Sessions
An agreement between the city of Chicago and the ACLU caused "virtually all of the rise in homicides" in 2016.

Jeff Sessions on Friday, October 19th, 2018 in a speech

Mostly False

Sessions wrong again on Chicago murder spike cause

U.S. Attorney General Jeff Sessions speaks to the Chicago Crime Commission about the city's 2016 murder spike on Oct. 19, 2018.

Like President Donald Trump, who has claimed Chicago could solve its violence problem "in a week" by employing tougher tactics, U.S. Attorney General Jeff Sessions frequently criticizes the city for policies he says hamstring its cops.

In a speech to a law enforcement audience in Chicago on Friday, Sessions once again blamed the city’s 2016 spike in murders on an agreement between the Emanuel administration and the American Civil Liberties Union that reined in stop-and-frisk policing.

"As a result of the agreement ... Chicago saw the biggest single-year increase in murders since we’ve had reliable statistics," Sessions said. "Former federal judge Paul Cassell and Professor Richard Fowles of the University of Utah examined what happened here, considered a number of possible causes, and found that the cause of virtually all of the rise in homicides was the ACLU agreement."

— Provided material —
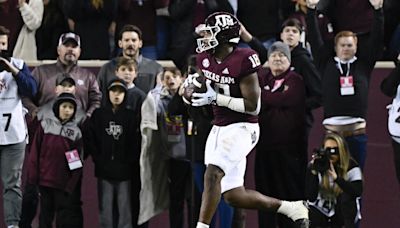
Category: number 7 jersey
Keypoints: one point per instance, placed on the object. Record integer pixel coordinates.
(12, 122)
(226, 77)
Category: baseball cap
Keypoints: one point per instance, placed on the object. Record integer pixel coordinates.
(69, 36)
(117, 82)
(64, 78)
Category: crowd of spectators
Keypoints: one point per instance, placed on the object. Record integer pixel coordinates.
(328, 51)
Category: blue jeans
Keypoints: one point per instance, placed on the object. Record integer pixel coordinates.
(11, 160)
(224, 211)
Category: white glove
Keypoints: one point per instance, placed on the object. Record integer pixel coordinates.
(189, 79)
(200, 99)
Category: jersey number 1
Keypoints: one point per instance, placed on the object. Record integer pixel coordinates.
(8, 116)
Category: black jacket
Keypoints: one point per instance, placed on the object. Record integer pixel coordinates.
(333, 102)
(390, 83)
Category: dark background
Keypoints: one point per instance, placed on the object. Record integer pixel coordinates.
(381, 198)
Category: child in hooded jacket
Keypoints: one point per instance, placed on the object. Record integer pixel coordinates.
(55, 165)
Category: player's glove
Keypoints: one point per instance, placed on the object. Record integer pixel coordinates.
(200, 99)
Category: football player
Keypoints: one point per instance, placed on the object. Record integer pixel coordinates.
(233, 89)
(16, 80)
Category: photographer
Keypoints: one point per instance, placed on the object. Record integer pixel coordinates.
(15, 81)
(333, 185)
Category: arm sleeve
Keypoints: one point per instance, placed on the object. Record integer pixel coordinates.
(353, 188)
(94, 95)
(89, 137)
(34, 153)
(311, 185)
(290, 94)
(375, 40)
(257, 46)
(319, 49)
(312, 81)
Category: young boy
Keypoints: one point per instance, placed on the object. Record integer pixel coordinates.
(126, 69)
(164, 141)
(113, 142)
(64, 84)
(55, 165)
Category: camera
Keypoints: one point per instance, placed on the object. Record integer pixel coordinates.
(322, 160)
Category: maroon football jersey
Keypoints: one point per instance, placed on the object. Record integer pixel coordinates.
(226, 77)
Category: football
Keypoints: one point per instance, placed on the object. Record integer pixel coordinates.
(197, 85)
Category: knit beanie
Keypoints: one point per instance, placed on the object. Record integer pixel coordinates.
(281, 47)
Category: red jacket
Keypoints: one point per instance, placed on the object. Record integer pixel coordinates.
(48, 165)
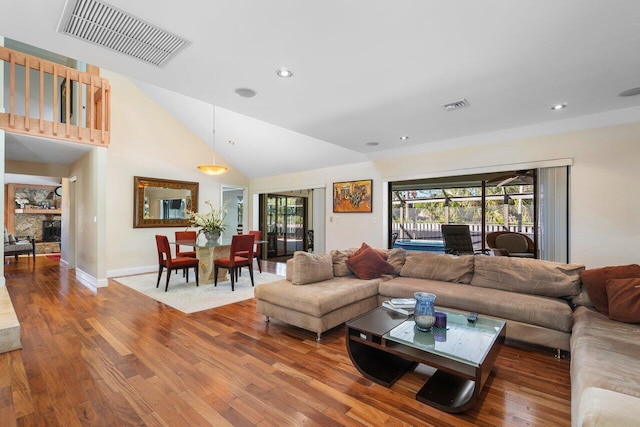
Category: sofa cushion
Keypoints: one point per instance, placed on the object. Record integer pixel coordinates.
(605, 408)
(311, 268)
(369, 264)
(448, 268)
(339, 260)
(604, 354)
(528, 276)
(552, 313)
(595, 280)
(319, 298)
(623, 296)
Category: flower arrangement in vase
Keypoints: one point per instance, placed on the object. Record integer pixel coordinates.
(210, 223)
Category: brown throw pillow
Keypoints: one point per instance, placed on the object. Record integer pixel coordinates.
(339, 258)
(624, 299)
(369, 264)
(311, 268)
(594, 280)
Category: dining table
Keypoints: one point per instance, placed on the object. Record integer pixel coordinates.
(209, 250)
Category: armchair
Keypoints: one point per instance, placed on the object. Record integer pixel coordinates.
(19, 246)
(509, 243)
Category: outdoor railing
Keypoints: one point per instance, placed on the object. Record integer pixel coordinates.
(431, 230)
(55, 101)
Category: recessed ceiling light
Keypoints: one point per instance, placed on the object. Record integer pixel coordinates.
(559, 106)
(284, 73)
(630, 92)
(456, 105)
(245, 92)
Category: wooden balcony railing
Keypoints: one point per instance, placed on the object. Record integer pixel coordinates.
(54, 101)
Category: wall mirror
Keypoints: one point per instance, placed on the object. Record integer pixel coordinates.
(163, 202)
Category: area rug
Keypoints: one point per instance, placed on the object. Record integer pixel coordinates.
(188, 298)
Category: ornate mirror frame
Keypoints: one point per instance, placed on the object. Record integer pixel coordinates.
(142, 220)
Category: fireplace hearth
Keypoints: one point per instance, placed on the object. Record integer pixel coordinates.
(51, 230)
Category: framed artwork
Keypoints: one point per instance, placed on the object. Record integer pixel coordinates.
(352, 196)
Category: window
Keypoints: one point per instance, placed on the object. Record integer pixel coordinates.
(503, 201)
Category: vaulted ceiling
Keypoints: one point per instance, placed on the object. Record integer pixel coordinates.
(367, 72)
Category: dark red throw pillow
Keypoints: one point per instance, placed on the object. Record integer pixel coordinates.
(595, 279)
(368, 264)
(624, 299)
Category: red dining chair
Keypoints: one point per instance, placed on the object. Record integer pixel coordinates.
(166, 261)
(185, 236)
(257, 248)
(240, 243)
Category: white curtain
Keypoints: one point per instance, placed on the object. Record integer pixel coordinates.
(553, 213)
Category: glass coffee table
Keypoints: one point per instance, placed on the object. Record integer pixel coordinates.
(383, 345)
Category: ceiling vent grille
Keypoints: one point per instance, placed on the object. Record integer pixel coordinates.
(456, 105)
(104, 25)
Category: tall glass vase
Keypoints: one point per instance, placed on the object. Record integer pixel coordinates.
(211, 235)
(424, 314)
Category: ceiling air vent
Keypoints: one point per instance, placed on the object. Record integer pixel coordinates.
(104, 25)
(456, 105)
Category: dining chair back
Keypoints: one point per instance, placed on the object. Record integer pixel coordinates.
(188, 236)
(165, 260)
(257, 248)
(240, 244)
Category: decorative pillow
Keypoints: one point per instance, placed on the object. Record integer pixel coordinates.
(364, 247)
(369, 264)
(339, 259)
(448, 268)
(594, 280)
(311, 268)
(396, 257)
(624, 299)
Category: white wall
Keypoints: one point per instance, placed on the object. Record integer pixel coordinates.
(603, 205)
(147, 141)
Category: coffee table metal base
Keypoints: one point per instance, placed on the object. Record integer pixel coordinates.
(449, 393)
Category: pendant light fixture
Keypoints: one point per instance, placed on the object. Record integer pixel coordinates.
(213, 169)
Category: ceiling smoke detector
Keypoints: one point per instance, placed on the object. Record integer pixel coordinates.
(456, 105)
(104, 25)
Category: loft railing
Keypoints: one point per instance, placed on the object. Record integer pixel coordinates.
(54, 101)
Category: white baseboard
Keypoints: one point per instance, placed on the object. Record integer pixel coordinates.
(131, 271)
(89, 280)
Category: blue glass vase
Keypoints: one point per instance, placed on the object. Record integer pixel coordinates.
(424, 314)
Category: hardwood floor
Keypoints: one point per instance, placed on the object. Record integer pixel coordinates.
(115, 357)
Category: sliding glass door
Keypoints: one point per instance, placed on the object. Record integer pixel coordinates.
(285, 224)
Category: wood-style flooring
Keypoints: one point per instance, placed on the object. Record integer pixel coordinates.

— Things to do —
a: In the fact-check, what rating is given to Sessions's claim about the agreement between Chicago and the ACLU?
b: Echo the fact-check word for word, everything from "U.S. Attorney General Jeff Sessions speaks" down to "in stop-and-frisk policing.".

— Outputs in order —
a: Mostly False

b:
U.S. Attorney General Jeff Sessions speaks to the Chicago Crime Commission about the city's 2016 murder spike on Oct. 19, 2018.

Like President Donald Trump, who has claimed Chicago could solve its violence problem "in a week" by employing tougher tactics, U.S. Attorney General Jeff Sessions frequently criticizes the city for policies he says hamstring its cops.

In a speech to a law enforcement audience in Chicago on Friday, Sessions once again blamed the city’s 2016 spike in murders on an agreement between the Emanuel administration and the American Civil Liberties Union that reined in stop-and-frisk policing.